**Your assignment**
Filter the lines below, copying only those with the string "raised".

[Extracted records]
------------------------------------

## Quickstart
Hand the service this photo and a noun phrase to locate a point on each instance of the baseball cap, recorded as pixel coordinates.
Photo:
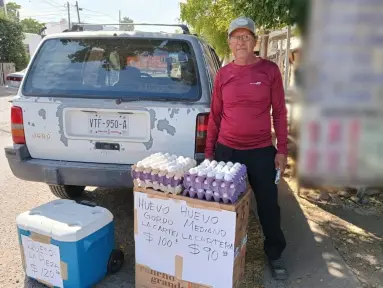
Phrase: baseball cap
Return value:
(242, 22)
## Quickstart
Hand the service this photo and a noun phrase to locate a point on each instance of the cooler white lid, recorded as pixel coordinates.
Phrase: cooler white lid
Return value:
(64, 220)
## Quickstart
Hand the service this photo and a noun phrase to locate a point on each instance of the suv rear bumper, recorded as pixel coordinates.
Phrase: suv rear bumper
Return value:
(64, 172)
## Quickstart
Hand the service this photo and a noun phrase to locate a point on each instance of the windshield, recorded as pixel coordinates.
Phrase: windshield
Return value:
(114, 67)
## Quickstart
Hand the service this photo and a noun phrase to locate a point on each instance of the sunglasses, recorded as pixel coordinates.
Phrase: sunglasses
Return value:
(246, 38)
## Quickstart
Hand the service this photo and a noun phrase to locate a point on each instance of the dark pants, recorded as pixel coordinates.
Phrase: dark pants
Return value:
(261, 173)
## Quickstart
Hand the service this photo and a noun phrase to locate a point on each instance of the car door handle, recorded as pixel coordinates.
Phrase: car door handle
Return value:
(88, 111)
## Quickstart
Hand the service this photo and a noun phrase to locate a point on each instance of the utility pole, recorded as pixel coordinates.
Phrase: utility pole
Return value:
(68, 6)
(78, 12)
(4, 4)
(119, 19)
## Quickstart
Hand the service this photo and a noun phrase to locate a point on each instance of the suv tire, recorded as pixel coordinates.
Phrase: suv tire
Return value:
(66, 191)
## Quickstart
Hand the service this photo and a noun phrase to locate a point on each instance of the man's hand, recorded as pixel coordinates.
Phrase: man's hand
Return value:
(280, 162)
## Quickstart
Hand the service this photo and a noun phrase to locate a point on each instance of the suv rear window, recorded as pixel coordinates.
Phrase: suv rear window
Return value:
(135, 68)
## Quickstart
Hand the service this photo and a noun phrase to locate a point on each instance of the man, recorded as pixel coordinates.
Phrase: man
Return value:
(239, 129)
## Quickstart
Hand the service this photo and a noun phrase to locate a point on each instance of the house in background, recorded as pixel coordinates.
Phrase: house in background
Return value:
(31, 42)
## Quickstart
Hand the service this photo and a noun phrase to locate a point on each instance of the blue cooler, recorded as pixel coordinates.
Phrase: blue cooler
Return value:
(68, 244)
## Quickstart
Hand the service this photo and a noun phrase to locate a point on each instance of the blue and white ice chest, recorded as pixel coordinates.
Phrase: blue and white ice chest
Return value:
(83, 235)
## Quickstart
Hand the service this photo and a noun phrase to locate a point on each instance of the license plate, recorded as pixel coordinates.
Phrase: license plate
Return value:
(108, 125)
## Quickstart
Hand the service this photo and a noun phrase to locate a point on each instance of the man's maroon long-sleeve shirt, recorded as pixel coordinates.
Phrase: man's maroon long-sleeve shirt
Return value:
(240, 109)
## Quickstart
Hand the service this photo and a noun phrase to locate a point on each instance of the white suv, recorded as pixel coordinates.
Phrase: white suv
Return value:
(93, 103)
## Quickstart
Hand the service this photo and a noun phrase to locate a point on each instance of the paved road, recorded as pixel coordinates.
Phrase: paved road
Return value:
(312, 260)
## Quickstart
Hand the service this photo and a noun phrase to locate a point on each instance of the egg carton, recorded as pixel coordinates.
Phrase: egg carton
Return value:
(209, 195)
(167, 189)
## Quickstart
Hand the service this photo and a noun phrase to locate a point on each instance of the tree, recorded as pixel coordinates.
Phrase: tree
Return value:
(30, 25)
(12, 11)
(127, 27)
(11, 45)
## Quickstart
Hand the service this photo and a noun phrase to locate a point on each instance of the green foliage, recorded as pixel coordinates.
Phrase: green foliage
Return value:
(274, 14)
(127, 27)
(30, 25)
(11, 44)
(211, 18)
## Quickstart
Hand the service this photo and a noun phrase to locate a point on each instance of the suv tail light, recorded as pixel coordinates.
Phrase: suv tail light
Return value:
(201, 132)
(17, 125)
(14, 78)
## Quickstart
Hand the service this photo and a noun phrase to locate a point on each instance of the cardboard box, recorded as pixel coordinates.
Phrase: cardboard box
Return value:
(189, 243)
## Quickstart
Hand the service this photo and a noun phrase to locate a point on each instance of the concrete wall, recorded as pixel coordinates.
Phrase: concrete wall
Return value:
(32, 41)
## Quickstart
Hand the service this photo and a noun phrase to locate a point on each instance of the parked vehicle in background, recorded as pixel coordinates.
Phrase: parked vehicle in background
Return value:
(92, 103)
(13, 80)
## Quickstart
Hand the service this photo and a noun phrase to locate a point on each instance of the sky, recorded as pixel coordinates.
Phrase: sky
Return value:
(107, 11)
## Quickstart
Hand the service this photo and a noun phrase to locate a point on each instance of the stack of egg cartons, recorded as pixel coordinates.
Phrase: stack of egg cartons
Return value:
(218, 181)
(162, 172)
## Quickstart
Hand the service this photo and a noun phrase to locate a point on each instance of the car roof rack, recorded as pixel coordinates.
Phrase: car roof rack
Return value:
(185, 29)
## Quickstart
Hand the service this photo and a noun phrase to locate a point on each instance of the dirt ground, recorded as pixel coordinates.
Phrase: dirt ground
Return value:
(354, 224)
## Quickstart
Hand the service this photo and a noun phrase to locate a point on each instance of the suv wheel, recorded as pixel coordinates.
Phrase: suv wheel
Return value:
(66, 191)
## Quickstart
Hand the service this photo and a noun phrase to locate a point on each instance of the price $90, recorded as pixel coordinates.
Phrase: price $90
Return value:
(195, 249)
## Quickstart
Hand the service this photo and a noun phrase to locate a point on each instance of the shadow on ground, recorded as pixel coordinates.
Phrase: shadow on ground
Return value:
(310, 257)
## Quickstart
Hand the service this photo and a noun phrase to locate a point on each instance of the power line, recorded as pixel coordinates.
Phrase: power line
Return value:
(78, 12)
(98, 12)
(55, 5)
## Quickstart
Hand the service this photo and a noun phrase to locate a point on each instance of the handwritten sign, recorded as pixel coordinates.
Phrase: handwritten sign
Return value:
(343, 95)
(203, 238)
(42, 261)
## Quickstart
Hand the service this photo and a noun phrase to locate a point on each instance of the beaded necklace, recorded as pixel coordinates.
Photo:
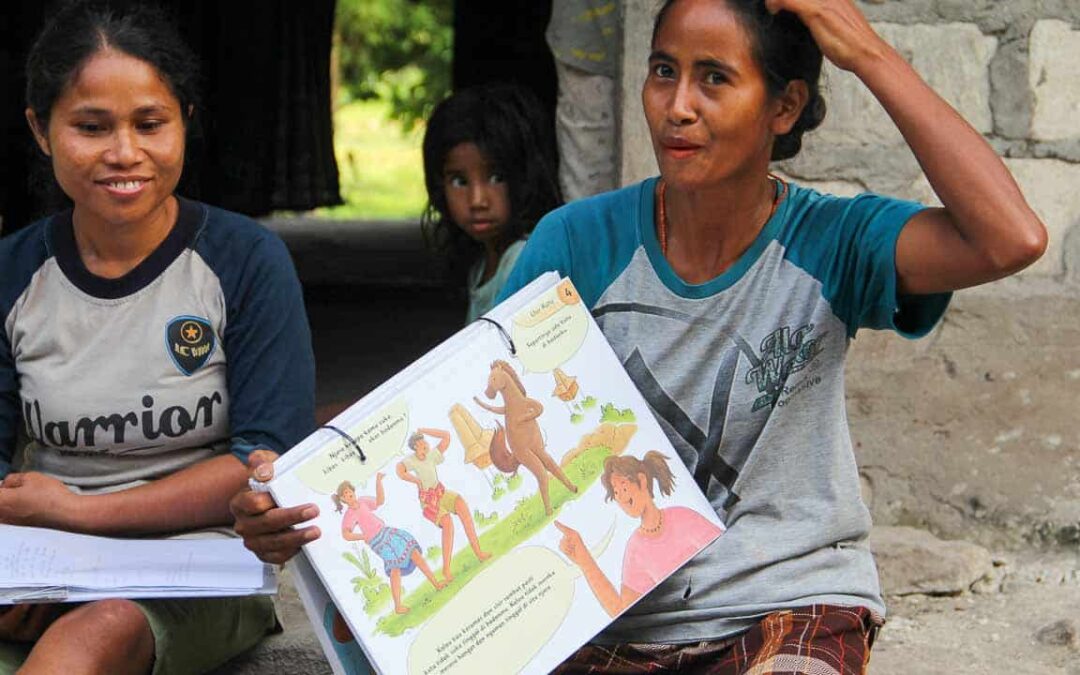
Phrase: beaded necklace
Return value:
(661, 199)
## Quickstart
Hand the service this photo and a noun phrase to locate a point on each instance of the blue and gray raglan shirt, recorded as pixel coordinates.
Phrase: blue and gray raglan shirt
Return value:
(745, 375)
(202, 349)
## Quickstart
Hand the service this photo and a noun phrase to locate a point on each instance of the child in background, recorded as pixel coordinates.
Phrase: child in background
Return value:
(490, 171)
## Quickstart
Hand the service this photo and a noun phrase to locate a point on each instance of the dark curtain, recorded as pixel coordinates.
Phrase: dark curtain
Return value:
(503, 41)
(266, 140)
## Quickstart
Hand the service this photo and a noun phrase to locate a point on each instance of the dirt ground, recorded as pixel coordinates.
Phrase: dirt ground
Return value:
(991, 633)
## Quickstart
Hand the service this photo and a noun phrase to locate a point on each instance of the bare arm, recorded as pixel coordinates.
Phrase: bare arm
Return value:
(612, 602)
(191, 498)
(272, 532)
(444, 436)
(489, 408)
(532, 409)
(350, 536)
(380, 496)
(404, 474)
(986, 229)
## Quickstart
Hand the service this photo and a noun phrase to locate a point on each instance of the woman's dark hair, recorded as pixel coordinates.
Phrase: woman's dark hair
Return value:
(785, 51)
(509, 125)
(82, 28)
(653, 467)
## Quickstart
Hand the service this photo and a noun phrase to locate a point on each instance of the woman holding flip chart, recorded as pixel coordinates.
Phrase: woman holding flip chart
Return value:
(149, 345)
(731, 297)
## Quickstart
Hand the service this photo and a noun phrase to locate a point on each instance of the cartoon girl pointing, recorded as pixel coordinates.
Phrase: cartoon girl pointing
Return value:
(665, 539)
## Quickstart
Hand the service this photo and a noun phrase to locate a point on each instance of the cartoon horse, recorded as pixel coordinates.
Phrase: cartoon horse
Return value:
(524, 437)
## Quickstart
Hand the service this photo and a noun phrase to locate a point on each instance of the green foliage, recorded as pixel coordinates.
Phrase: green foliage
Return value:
(375, 591)
(485, 521)
(399, 51)
(379, 166)
(611, 414)
(527, 518)
(364, 563)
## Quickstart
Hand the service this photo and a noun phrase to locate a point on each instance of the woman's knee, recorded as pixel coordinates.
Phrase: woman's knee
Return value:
(112, 622)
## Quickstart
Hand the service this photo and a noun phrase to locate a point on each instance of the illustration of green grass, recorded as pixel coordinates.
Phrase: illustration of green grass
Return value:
(611, 414)
(485, 521)
(368, 583)
(527, 518)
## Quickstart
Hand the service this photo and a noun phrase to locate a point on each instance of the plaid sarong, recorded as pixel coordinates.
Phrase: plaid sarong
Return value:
(820, 639)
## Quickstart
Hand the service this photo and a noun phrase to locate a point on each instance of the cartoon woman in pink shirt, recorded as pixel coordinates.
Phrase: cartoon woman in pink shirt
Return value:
(665, 539)
(400, 551)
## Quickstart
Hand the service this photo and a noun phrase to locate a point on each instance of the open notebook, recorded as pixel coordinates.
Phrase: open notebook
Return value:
(495, 504)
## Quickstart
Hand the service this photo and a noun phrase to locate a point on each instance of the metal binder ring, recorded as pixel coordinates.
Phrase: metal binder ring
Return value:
(350, 440)
(510, 341)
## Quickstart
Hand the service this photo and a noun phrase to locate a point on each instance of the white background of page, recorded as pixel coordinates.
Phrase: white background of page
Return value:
(456, 380)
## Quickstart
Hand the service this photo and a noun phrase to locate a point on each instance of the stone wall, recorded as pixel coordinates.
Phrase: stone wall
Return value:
(973, 431)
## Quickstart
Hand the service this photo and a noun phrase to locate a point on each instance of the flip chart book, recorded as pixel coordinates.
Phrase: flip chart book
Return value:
(498, 502)
(48, 565)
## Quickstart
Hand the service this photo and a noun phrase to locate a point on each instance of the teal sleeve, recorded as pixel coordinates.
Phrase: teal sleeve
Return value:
(850, 246)
(9, 405)
(271, 368)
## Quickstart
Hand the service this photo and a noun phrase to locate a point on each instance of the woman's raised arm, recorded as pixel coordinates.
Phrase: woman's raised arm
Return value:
(986, 229)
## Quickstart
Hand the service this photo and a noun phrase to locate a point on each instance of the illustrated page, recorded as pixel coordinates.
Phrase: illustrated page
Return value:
(491, 509)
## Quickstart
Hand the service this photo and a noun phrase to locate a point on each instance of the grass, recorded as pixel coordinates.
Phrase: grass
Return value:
(380, 167)
(527, 518)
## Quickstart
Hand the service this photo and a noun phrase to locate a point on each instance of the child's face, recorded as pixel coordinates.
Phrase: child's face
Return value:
(476, 196)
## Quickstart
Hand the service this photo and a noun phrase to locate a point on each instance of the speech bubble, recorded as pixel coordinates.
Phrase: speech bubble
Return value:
(502, 617)
(550, 331)
(380, 436)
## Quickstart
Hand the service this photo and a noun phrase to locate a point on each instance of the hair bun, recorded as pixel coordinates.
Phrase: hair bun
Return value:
(788, 145)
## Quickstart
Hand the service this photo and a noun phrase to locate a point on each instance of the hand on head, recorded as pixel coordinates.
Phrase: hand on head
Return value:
(269, 530)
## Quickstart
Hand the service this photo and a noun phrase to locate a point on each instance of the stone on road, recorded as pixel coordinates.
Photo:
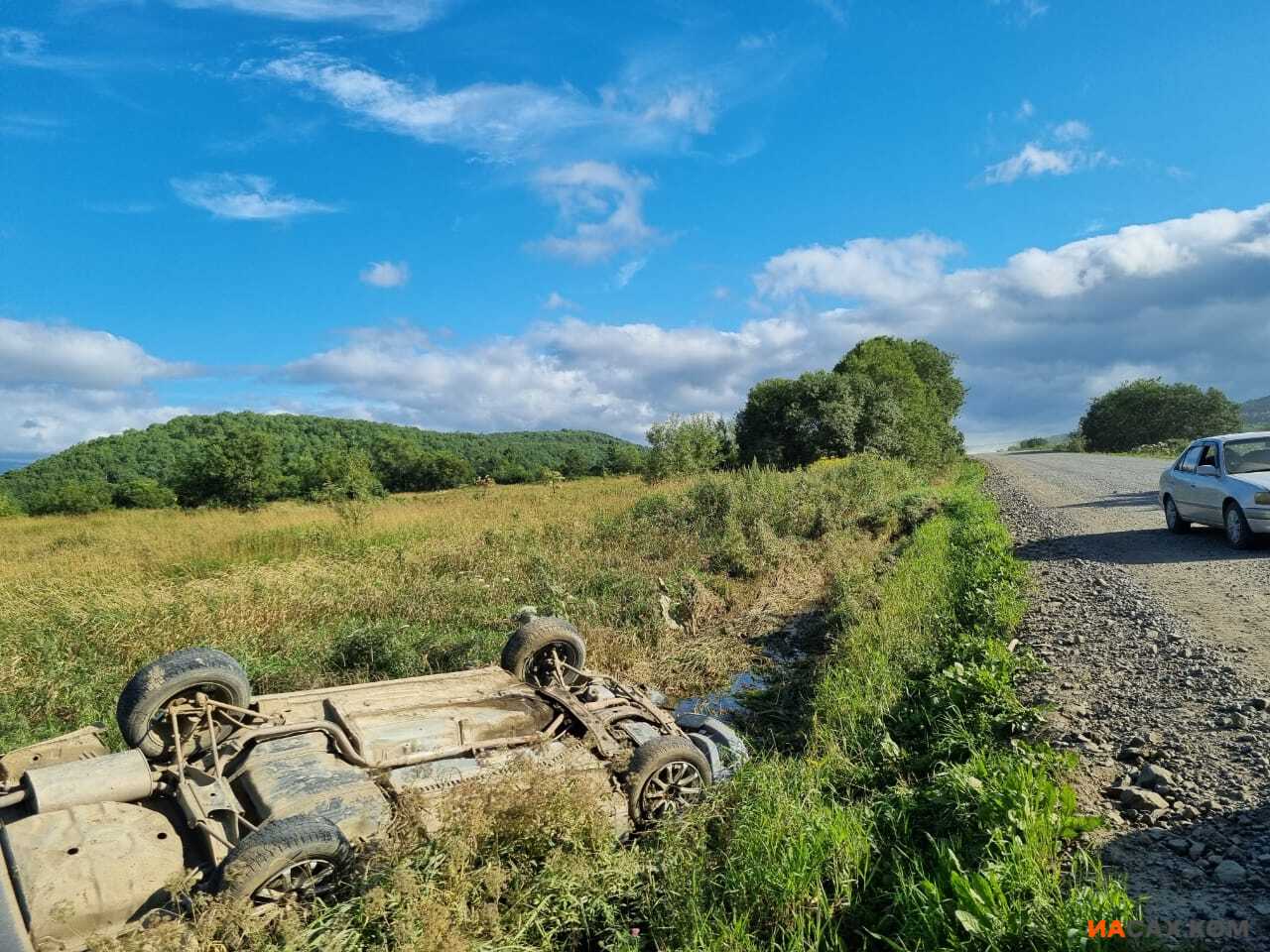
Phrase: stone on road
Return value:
(1156, 652)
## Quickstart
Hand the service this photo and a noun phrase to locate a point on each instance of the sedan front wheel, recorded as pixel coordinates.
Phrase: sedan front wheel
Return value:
(1238, 534)
(1174, 520)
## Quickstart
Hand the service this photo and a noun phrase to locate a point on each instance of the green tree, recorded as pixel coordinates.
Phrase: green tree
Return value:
(790, 422)
(72, 498)
(240, 466)
(910, 397)
(143, 493)
(1150, 411)
(622, 458)
(343, 475)
(688, 444)
(444, 471)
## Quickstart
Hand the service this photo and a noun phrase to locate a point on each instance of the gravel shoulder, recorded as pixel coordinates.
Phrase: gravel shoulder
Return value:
(1157, 657)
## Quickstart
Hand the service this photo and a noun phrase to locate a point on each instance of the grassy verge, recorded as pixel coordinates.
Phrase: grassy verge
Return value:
(894, 805)
(913, 816)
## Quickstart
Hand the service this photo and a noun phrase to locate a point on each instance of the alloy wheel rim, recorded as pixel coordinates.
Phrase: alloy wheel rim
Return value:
(674, 787)
(304, 879)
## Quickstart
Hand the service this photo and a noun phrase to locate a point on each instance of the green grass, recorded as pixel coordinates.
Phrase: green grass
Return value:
(894, 805)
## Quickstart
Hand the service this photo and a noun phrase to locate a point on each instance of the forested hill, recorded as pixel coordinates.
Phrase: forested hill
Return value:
(1256, 413)
(303, 451)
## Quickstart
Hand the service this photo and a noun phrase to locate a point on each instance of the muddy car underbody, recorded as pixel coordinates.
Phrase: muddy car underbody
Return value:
(266, 797)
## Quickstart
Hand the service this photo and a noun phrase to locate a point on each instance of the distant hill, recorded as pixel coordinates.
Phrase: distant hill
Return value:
(17, 461)
(1256, 413)
(163, 452)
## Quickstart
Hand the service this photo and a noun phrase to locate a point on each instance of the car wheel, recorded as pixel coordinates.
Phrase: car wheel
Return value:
(143, 708)
(1238, 534)
(666, 775)
(293, 858)
(545, 652)
(1174, 520)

------------------------------------

**Output of the task**
Hand the service this photo and a noun phrase to locate a point on each instance of the woman's raised arm, recorded as pixel coordinates.
Phrase: woman's raised arm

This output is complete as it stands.